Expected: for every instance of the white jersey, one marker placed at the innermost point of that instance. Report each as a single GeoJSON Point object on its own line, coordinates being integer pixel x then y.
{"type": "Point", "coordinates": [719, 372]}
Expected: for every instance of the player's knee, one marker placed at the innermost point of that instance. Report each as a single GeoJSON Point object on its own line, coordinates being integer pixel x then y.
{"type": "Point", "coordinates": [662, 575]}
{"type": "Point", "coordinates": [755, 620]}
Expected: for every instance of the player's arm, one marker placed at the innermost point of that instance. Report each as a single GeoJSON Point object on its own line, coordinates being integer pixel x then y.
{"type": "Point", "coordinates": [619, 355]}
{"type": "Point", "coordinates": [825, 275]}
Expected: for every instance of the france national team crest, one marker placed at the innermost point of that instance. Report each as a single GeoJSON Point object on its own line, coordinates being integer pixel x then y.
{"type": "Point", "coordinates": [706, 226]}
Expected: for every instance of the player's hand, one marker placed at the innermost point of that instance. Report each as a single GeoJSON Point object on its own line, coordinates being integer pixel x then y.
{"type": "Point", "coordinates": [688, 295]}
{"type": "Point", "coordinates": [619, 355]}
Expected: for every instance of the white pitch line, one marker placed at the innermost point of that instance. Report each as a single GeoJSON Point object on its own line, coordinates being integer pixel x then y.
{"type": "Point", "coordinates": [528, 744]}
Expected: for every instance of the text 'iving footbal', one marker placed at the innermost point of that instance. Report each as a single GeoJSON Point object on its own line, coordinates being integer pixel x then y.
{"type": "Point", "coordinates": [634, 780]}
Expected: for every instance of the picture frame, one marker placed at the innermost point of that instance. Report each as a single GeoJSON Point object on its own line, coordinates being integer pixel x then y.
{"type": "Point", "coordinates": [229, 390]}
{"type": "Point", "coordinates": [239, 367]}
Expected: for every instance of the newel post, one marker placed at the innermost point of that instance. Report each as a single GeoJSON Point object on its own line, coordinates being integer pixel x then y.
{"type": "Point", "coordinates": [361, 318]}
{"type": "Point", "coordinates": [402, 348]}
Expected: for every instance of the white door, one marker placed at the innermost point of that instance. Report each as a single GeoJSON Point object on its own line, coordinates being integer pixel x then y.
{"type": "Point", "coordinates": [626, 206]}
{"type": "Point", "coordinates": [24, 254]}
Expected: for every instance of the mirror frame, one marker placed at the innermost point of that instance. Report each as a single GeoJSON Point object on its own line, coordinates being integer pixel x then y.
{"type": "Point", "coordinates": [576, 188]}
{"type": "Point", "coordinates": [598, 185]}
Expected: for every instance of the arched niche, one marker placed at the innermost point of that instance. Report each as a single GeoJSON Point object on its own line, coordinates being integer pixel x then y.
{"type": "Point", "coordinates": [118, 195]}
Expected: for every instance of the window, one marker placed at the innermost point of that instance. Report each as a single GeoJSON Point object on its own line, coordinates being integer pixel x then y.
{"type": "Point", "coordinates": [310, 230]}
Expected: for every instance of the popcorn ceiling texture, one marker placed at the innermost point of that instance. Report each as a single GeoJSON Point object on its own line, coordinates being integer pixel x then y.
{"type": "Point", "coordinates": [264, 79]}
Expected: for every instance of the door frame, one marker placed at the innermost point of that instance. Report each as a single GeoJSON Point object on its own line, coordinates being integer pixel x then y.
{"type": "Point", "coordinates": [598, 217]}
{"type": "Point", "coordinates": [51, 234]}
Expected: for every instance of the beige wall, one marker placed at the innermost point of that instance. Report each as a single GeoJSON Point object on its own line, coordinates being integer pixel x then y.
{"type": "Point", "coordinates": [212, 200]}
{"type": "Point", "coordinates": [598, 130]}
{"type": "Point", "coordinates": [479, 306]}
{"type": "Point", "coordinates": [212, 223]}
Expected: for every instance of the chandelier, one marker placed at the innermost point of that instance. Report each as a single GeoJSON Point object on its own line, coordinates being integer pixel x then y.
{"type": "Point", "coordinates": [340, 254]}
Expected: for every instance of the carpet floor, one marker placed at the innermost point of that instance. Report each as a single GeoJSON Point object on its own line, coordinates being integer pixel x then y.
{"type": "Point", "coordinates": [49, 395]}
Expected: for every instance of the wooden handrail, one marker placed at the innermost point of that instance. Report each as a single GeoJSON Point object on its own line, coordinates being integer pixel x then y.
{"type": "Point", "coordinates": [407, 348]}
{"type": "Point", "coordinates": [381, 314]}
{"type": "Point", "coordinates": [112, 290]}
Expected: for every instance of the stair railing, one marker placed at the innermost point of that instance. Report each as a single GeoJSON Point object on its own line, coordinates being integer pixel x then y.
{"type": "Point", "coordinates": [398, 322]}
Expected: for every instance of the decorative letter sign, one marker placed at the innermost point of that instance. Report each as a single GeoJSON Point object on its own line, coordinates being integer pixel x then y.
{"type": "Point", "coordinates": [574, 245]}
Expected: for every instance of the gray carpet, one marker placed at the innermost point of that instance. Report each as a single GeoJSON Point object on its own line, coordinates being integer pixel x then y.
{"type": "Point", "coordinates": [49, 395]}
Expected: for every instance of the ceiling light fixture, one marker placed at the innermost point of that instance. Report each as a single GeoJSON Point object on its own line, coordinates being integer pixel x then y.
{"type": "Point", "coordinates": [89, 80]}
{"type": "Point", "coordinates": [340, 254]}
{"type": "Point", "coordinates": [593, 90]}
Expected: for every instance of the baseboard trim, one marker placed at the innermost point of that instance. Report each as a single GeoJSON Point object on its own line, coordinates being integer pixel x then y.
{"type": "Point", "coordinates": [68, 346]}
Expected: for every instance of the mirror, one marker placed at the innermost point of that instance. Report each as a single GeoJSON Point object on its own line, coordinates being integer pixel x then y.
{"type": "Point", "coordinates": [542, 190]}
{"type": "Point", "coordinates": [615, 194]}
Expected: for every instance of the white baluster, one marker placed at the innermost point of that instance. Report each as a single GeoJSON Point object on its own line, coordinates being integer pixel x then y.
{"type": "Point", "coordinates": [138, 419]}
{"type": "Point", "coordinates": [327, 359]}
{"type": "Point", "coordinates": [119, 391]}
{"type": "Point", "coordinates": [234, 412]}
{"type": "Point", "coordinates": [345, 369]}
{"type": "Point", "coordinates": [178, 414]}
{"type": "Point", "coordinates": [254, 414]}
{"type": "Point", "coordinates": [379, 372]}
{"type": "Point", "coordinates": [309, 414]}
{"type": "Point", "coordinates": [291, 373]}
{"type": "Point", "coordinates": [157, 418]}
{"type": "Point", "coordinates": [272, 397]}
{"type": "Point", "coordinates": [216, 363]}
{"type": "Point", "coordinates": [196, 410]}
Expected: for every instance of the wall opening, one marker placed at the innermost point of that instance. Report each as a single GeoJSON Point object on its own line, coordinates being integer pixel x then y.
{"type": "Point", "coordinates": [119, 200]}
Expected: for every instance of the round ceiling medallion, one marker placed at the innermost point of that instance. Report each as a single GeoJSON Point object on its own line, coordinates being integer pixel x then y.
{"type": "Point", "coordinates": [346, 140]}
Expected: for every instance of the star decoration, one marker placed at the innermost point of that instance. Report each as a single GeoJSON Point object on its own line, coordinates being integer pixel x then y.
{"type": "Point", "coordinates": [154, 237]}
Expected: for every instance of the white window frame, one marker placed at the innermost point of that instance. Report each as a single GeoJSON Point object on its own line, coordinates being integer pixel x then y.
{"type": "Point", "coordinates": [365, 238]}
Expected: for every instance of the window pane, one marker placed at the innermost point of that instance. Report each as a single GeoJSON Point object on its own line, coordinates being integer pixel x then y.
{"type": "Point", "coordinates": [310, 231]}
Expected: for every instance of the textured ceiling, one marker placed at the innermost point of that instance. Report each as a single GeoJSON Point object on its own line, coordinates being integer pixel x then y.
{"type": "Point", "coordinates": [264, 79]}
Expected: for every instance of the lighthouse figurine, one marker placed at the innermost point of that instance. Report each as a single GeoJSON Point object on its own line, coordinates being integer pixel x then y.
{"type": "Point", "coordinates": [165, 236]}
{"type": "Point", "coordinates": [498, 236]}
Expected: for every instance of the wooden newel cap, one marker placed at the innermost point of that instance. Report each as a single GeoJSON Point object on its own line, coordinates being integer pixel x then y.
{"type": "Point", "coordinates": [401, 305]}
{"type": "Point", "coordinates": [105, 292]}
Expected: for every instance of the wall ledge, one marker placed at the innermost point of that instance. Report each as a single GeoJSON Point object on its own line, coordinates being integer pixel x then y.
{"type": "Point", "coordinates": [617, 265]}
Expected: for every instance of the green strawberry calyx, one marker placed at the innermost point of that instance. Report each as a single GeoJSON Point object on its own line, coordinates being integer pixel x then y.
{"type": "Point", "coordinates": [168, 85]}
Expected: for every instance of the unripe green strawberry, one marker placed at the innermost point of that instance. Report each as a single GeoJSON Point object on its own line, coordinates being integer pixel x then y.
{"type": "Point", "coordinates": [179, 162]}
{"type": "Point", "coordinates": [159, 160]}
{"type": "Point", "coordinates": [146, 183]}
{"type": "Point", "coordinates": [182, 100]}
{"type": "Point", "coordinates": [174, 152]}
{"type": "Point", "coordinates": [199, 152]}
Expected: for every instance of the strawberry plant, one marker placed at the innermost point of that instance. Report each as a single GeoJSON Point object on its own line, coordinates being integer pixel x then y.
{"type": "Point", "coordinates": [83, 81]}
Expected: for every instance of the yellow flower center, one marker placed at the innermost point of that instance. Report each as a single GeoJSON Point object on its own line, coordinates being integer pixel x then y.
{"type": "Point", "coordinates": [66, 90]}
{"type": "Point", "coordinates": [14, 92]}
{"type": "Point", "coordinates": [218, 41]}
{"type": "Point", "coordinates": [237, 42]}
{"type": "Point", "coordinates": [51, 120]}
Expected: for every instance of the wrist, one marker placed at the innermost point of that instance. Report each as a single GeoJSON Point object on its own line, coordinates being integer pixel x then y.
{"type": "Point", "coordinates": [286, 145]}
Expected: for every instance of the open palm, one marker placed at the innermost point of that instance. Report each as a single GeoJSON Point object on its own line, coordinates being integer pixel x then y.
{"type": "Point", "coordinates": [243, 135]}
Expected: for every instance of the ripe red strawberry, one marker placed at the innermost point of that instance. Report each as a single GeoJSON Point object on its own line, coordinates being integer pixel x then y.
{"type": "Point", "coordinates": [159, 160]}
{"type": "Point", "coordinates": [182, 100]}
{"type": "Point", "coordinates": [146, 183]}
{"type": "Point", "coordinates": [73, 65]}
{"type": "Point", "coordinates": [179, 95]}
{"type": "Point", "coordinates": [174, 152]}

» Exercise task
Rewrite the entries from the line containing "Expected: for every instance of the wrist, one" through the last entry, changing every "marker" to "pin" and leaving everything else the same.

» Final result
Expected: for every instance of the wrist, one pin placed at the innermost point of that instance. Report each as a single GeoJSON Point object on its own line, coordinates being integer pixel x then y.
{"type": "Point", "coordinates": [286, 145]}
Expected: for every instance of the open palm, one pin placed at the innermost point of that instance. Report each as a single GeoJSON Point object on its own line, coordinates being integer pixel x then y.
{"type": "Point", "coordinates": [243, 135]}
Expected: for every instance of the ripe red strawberry, one pin placed at the innermost point of that instance. Report each as a single GeoJSON Point object on its own line, coordinates being integer pixel x then y.
{"type": "Point", "coordinates": [159, 160]}
{"type": "Point", "coordinates": [182, 100]}
{"type": "Point", "coordinates": [146, 183]}
{"type": "Point", "coordinates": [73, 65]}
{"type": "Point", "coordinates": [179, 95]}
{"type": "Point", "coordinates": [174, 152]}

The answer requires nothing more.